• [Task list]
1. Answer these about the post on the Sullivan/Harris debate:
(a) What date heads the post?
(b) On which two issues does the writer grant that Sullivan is right?
(c) Who, in the writer's view, is not a good enough writer to overcome Sullivan?
2. Which words does the post on the Sullivan/Harris debate set in quotation marks? Name each different one once.
3. Copy the post on the Sullivan/Harris debate starting with "Genius or error?" and going on through "truths actually matter.", swapping "platitudes" for "slogans".

• [Given text]
— start —

Thursday, February 15, 2007

Genius or error?

In the Sullivan/Harris debate, Sullivan has time and again--at least to the careful reader--exposed the utter vacuity of his specifically theistic belief. Having transferred his superstitious magical thinking to conservatism, Sullivan has left to "God" specific ideology, no actual content at all, just feel-good platitudes. Sullivan can have his private "truth" about God, and allow others their private "truths" about God, because none of these truths actually matter.

But most readers have neither the time nor the inclination to read so carefully, and Sullivan is almost unmatched for his talent in making the vacuous sound good, very good. Even when he's right, as on gay marriage and torture, he's right about the blatantly obvious, where sincerity and rhetoric count for so much and analysis for so little. At the end of the day, I don't think Harris is a good enough writer to overcome Sullivan.

— end —

• [Stored data]
— start —

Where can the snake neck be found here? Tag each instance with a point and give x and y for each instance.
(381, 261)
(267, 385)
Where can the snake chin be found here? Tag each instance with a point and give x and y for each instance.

— end —

• [Expected answers]
1.
(a) Thursday, February 15, 2007
(b) Gay marriage and torture
(c) Harris

2. God, truth, truths

3.
Genius or error?

In the Sullivan/Harris debate, Sullivan has time and again--at least to the careful reader--exposed the utter vacuity of his specifically theistic belief. Having transferred his superstitious magical thinking to conservatism, Sullivan has left to "God" specific ideology, no actual content at all, just feel-good slogans. Sullivan can have his private "truth" about God, and allow others their private "truths" about God, because none of these truths actually matter.